> _Seitenauszug_:
-*-*-

Steuergelder für Start-ups: SPD will strengere Kriterien für Gründerförderung einführen
Die SPD will junge Unternehmen nur noch fördern, wenn sie einen Betriebsrat haben und andere Kriterien erfüllen. Branchenvertreter und Opposition sind dagegen.
Berlin ist bekanntermaßen Deutschlands Start-up-Hauptstadt: 3,7 Milliarden Euro privates Kapital flossen 2019 in die lokale Gründerszene. Aber vor allem in der ganz frühen Phase brauchen Gründer auch mal eine staatliche Anschubfinanzierung, um ihrer Idee eine Chance zu geben.
So schüttete das Land im Jahr 2018 (jüngere Zahlen liegen noch nicht vor) allein über die landeseigene Investitionsbank Berlin (IBB) insgesamt gut 67 Millionen Euro aus. Dazu kamen weitere Millionen über das Start-up-Stipendium der Senatsverwaltung für Wirtschaft, die von der Grünen-Politikerin Ramona Pop geführt wird.
Wenn es aber nach der Berliner SPD geht, dürften viele Gründer bald nicht mehr so einfach an Steuergeld kommen. Die Fraktion will die Vergabe von Geldern grundsätzlich abhängig von Kriterien „guter Arbeit“ machen.

-*-*-

> _Gestellte Aufgabe 1_: Wie viel privates Kapital floss laut dem Artikel über die Gründerförderung 2019 in die Berliner Gründerszene?
> _Gestellte Aufgabe 2_: Schreibe den Artikel über die Gründerförderung der SPD im Anschluss an seinen letzten Satz weiter.

-*-*-

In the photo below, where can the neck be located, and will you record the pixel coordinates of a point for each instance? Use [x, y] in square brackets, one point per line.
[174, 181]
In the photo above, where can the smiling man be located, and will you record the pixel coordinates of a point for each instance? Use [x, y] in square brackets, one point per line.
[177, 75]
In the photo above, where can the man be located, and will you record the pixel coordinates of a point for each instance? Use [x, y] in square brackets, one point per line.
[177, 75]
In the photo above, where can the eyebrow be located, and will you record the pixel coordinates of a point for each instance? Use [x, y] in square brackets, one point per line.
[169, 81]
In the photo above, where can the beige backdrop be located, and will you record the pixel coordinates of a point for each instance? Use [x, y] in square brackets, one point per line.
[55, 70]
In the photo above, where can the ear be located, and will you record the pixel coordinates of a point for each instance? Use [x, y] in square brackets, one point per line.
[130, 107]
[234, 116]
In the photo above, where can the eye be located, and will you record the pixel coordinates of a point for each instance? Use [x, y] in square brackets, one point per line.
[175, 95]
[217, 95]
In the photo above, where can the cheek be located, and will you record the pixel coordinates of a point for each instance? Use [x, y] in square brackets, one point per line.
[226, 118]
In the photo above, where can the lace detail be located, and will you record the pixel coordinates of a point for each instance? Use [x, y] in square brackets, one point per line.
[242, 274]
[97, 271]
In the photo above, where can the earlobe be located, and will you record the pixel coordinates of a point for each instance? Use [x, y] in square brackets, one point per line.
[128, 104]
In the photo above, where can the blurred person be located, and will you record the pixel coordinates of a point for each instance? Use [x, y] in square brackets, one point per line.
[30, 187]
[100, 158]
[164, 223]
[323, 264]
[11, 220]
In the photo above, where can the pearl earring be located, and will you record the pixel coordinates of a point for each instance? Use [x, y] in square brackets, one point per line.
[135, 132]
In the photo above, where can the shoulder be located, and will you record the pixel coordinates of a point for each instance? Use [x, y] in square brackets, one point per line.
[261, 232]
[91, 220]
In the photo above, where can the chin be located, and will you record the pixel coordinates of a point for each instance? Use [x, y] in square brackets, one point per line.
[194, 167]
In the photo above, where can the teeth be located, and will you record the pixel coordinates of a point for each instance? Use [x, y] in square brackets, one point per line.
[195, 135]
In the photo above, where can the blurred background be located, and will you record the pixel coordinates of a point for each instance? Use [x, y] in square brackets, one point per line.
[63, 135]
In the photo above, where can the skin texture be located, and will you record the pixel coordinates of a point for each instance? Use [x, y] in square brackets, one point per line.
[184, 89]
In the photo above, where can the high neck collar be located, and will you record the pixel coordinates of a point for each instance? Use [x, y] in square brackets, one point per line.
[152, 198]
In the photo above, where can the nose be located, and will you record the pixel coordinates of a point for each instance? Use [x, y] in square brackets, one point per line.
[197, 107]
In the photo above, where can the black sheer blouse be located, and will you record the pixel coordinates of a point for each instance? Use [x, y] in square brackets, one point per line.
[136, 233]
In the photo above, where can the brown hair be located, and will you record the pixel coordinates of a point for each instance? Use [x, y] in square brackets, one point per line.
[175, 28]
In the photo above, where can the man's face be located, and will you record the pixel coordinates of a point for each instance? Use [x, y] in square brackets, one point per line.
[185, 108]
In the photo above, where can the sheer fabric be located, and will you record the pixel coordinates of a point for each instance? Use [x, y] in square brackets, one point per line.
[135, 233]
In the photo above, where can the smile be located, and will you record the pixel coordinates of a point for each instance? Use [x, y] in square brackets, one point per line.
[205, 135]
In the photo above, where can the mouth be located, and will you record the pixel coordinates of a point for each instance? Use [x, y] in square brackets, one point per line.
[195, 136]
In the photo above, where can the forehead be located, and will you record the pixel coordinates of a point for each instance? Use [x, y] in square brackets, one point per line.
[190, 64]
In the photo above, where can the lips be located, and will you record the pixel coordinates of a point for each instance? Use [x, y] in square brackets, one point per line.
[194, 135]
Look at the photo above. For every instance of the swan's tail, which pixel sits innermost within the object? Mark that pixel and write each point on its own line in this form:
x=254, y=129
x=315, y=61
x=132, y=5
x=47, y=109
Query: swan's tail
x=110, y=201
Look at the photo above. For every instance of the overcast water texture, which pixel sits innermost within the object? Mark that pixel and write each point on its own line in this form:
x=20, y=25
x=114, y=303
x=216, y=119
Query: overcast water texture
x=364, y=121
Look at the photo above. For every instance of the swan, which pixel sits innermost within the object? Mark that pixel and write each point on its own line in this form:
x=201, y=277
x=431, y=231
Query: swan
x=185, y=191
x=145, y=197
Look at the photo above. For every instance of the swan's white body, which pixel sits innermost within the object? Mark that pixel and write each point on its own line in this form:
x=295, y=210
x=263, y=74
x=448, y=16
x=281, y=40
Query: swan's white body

-*-*-

> _Antwort 1_: 3,7 Milliarden Euro.

> _Antwort 2_:
„Künftig sollte es weder direkte noch indirekte Förderung für Unternehmen ohne Tarifbindung und betriebliche Mitbestimmung geben“, erklärte die stellvertretende Landesvorsitzende, Ina Czyborra, in einer Pressemitteilung Anfang der Woche.
Es sei zwar ein großer Erfolg, dass Berlin der führende Start-up-Standort in Deutschland sei. Faire Arbeitsbedingungen dürften aber nicht zugunsten des Wachstums auf der Strecke bleiben.
Ramona Pop sieht den Vorstoß aus den Reihen des Regierungspartners kritisch. Zusätzliche Auflagen für Start-ups in der Anfangsphase seien „nicht hilfreich, wenn man die Innovationskraft und Dynamik des Wirtschaftsstandorts Berlin erhalten will.“
Zwist in der Koalition scheint angesichts dieser Äußerungen programmiert. Berlins Start-up-Szene sei ein wichtiger Treiber der wirtschaftlichen Entwicklung, die jedes Jahr 50 000 neue Arbeitsplätze schaffe.
Man wolle die Szene auch weiterhin unterstützen
„Natürlich tragen auch junge Unternehmen Verantwortung für ihre Mitarbeiterinnen und Mitarbeiter. Start-ups stehen in ihrer Gründungsphase jedoch vor vielen finanziellen und organisatorischen Herausforderungen“, ergänzt Pop. Man wolle die Szene deshalb auch weiterhin mit zahlreichen Beratungs- und Förderangeboten unterstützen.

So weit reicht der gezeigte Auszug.